→ Your goal
Extract each line of the records below that contains the string "coordinates".

→ Entries provided
## start
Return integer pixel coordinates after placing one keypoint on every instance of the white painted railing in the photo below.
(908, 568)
## end
## start
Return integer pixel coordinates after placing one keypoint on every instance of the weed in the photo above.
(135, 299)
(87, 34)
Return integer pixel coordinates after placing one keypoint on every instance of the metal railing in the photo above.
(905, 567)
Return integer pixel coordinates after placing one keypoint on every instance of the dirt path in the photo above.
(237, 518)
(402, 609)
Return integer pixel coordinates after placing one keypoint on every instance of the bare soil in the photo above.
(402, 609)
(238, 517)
## end
→ Result
Return integer pixel coordinates after placing one keypoint on every instance of the white painted railing in the photo below.
Return integer pixel coordinates after placing one keypoint on every instance of the weed in the photo above.
Return integer pixel coordinates after placing one keypoint on every instance of the metal railing in the photo above.
Return integer pixel coordinates after placing one keypoint on every instance of the dirt path in the photo above.
Return integer pixel coordinates after placing one keypoint on every instance of the bare soil in the photo above.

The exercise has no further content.